• _Job A_:
Please print everything in the passage on kindness below, from "This refusal to" down to "deserving of it.", word for word.

- - - - - - -

In its definition, kindness is a two-way street, on which we say and do things for the long-term benefits of others. Thus, leaving ourselves high and dry in the effort to be “kind,” becomes eventually unkind to those that we help. Because we burn out, get emotionally exhausted, or give up when we are not appreciated for long stretches of time. 


At the heart of it, to be a truly kind person, we must give ourselves the permission to receive kindness, love, and affection. Which begs the question, why do we experience such difficulty in receiving kindness ourselves? 


This refusal to accept kindness for ourselves perhaps comes from the perception of such an act making one weak, lazy, selfish, or perhaps an acquired belief that they are not deserving of it. 


Most individuals do not have the fortune of growing up in environments where kindness is modelled to them when they make a mistake. Children are berated, punished, and left with either or both emotional and physical scars. That as adults they come to look to as marks of their worth- or the lack thereof.

- - - - - - -

• _Job B_:
Render as a JSON list of strings everything in the records below from the line containing "of the shoe" down to the line containing "point(45, 240)", with one string per line and blank lines omitted.

- - - - - - -

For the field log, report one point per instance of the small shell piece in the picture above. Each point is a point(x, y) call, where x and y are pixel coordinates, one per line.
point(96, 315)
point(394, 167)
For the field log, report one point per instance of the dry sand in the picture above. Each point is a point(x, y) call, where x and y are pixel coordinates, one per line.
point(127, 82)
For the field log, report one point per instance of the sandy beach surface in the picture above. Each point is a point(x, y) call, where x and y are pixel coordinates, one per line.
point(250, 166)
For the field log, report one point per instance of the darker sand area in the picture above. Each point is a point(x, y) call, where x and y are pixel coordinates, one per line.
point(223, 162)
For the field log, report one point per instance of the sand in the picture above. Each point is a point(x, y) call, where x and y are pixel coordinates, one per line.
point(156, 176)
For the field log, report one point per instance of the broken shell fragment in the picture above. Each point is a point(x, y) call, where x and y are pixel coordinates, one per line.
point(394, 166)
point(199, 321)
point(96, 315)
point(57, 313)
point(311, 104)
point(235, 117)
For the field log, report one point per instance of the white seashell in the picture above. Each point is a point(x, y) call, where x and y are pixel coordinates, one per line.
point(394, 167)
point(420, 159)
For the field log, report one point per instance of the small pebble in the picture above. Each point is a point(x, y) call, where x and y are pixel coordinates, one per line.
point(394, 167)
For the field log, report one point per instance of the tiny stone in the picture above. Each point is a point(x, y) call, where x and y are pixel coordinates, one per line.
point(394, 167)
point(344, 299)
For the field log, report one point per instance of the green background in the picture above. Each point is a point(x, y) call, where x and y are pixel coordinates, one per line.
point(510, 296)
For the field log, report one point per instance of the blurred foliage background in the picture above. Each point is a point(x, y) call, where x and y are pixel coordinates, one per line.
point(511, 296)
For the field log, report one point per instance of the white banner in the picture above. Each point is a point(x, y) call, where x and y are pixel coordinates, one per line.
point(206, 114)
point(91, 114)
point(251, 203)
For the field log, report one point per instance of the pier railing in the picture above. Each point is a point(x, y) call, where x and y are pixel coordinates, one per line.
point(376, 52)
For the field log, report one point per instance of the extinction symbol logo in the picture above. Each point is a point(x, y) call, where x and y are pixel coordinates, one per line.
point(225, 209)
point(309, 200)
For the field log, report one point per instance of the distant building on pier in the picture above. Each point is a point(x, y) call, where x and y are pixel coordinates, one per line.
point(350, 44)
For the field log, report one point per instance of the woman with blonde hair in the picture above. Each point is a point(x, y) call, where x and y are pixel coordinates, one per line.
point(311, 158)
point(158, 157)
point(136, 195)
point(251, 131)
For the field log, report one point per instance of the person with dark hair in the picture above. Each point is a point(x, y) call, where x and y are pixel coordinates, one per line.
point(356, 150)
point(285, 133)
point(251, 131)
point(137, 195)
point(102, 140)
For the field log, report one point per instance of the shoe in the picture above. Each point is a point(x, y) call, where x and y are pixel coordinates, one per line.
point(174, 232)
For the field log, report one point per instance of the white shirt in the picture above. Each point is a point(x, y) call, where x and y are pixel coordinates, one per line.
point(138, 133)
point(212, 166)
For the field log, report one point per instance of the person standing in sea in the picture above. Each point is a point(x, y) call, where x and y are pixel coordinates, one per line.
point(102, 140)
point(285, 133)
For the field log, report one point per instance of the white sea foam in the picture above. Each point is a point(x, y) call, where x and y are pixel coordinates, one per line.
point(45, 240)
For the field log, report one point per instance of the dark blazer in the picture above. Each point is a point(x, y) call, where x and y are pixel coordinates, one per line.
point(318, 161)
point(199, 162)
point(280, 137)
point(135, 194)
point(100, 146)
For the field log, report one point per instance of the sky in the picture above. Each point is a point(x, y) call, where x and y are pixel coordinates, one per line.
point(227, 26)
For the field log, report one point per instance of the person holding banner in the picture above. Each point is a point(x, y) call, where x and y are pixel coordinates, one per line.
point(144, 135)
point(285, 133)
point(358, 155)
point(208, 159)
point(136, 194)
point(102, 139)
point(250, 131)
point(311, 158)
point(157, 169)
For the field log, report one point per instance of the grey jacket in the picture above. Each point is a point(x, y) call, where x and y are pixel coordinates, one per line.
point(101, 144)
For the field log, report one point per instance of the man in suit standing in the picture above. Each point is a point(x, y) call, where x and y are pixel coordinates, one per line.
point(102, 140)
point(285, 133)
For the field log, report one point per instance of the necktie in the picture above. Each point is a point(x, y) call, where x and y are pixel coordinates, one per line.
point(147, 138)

- - - - - - -

• _Reply A_:
This refusal to accept kindness for ourselves perhaps comes from the perception of such an act making one weak, lazy, selfish, or perhaps an acquired belief that they are not deserving of it.

• _Reply B_:
[
  "For the field log, report one point per instance of the shoe in the picture above. Each point is a point(x, y) call, where x and y are pixel coordinates, one per line.",
  "point(174, 232)",
  "For the field log, report one point per instance of the white shirt in the picture above. Each point is a point(x, y) call, where x and y are pixel coordinates, one per line.",
  "point(138, 133)",
  "point(212, 166)",
  "For the field log, report one point per instance of the person standing in sea in the picture above. Each point is a point(x, y) call, where x and y are pixel coordinates, one per line.",
  "point(102, 140)",
  "point(285, 133)",
  "For the field log, report one point per instance of the white sea foam in the picture above. Each point is a point(x, y) call, where x and y are pixel coordinates, one per line.",
  "point(45, 240)"
]